_WHAT THIS TASK INVOLVES_. Reproduce every one of the records below line for line, leaving out the picture.

_EXTRACTED DATA_.
********

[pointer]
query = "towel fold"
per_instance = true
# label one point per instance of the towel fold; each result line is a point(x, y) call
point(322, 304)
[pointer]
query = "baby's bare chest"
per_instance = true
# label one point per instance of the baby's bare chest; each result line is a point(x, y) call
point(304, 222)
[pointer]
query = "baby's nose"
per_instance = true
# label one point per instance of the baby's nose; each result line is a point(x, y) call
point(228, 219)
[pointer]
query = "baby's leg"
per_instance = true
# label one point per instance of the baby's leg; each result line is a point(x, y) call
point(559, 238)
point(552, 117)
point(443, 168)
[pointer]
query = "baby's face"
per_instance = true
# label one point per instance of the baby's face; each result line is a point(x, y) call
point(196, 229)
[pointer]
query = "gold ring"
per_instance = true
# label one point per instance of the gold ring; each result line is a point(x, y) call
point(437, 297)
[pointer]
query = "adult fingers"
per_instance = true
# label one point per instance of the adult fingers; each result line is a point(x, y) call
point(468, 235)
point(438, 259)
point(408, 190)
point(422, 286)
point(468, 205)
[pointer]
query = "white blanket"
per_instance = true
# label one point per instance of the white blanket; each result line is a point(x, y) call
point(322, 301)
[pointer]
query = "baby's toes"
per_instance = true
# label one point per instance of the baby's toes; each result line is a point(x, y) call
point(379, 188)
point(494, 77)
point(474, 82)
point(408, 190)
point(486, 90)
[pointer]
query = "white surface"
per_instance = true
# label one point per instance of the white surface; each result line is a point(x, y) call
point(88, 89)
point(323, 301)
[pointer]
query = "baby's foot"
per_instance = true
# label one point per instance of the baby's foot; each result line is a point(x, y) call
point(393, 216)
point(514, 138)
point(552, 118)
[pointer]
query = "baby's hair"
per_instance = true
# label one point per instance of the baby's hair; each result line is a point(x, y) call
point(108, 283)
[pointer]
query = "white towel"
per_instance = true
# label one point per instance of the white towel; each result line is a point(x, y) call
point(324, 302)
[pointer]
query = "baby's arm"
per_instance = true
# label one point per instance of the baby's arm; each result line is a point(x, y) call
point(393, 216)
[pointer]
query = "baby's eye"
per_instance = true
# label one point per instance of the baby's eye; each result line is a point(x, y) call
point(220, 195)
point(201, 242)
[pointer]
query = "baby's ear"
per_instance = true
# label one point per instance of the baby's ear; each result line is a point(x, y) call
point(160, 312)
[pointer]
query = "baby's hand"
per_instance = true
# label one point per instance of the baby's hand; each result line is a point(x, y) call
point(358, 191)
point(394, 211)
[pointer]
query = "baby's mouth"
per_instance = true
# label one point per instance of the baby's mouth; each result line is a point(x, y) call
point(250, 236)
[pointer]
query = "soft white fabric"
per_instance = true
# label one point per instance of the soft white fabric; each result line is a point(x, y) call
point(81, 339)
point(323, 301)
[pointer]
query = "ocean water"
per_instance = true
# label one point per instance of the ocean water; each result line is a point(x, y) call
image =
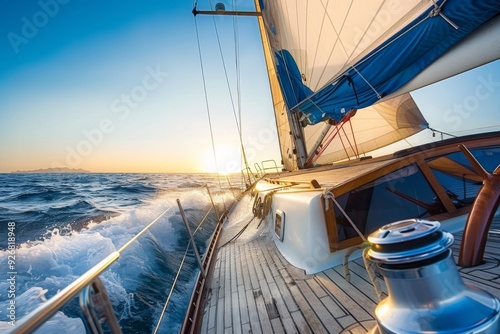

********

_SOLUTION BELOW_.
[pointer]
query = "towel fold"
per_instance = true
# label one point per instance of the towel fold; each result line is a point(x, y) call
point(322, 304)
[pointer]
query = "baby's bare chest"
per_instance = true
# label one point per instance of the baby's bare chest; each result line is a point(x, y) call
point(304, 222)
[pointer]
query = "baby's nose"
per_instance = true
# label one point per instance of the baby's nose; each result line is a point(x, y) call
point(228, 219)
[pointer]
query = "baby's leg"
per_instance = true
# label one point per instance of the baby's leg; each result line is a point(x, y) call
point(559, 238)
point(552, 117)
point(443, 168)
[pointer]
query = "baby's face"
per_instance = true
# label one point per instance of the baby's face; each result line is a point(x, y) call
point(196, 229)
[pointer]
query = "gold ring"
per_instance = true
# label one point per instance of the gold ring; each result line is a point(x, y) call
point(437, 297)
[pointer]
query = "adult fingers"
per_instance = true
# label one point per instance of the adult fingers; each result line is a point(x, y) call
point(468, 235)
point(438, 259)
point(408, 190)
point(422, 286)
point(468, 205)
[pointer]
query = "white blanket"
per_instance = true
# label one point per instance of the white blanket; each result line is a point(x, y) call
point(322, 301)
[pointer]
query = "baby's toes"
per_instance = true
# label one point per instance of the baby's toes; each result line is a point(x, y) call
point(379, 188)
point(494, 77)
point(474, 82)
point(408, 190)
point(486, 90)
[pointer]
query = "white surface"
per_instance = true
# label one point per instance of the white surface; each result line is a point(x, y) call
point(88, 89)
point(323, 301)
[pointer]
query = "baby's foot"
per_instance = true
# label one point per instance of the baby's foot; each result line is a point(x, y) call
point(393, 216)
point(514, 138)
point(552, 118)
[pointer]
query = "baby's hair"
per_instance = true
# label one point per instance of the baby's hair; each result line is a point(x, y) call
point(108, 283)
[pointer]
query = "white towel"
per_instance = true
# label one point per instance of the white towel; each result line is a point(x, y) call
point(324, 302)
[pointer]
query = "baby's arm"
per_instance = true
# label one point per instance of the baby's arm; each result line is a point(x, y) call
point(393, 216)
[pointer]
query = "baby's eye"
per_instance = true
# label one point per instance of the baby's eye; each result line is a point(x, y) call
point(220, 195)
point(201, 242)
[pointer]
query = "baby's ear"
per_instance = true
# label one point per instance of the baby's ear; each result line is a point(x, y) call
point(160, 312)
[pointer]
query = "baby's hand"
per_instance = true
# label one point per instance of the baby's hand; each result line is a point(x, y) call
point(358, 191)
point(394, 211)
[pointer]
query = "baby's mouth"
per_instance = true
# label one point per instance of the baby's mouth; each result line is a point(x, y) call
point(250, 236)
[pointer]
query = "soft white fabric"
per_instance = true
# label one point per instance of the soft white fabric; each result line is a point(x, y) call
point(81, 339)
point(323, 301)
[pointer]
query = "ocean water"
per_instance = true
# label one point per instance of the ocean water; each result line is a point(x, y) call
image =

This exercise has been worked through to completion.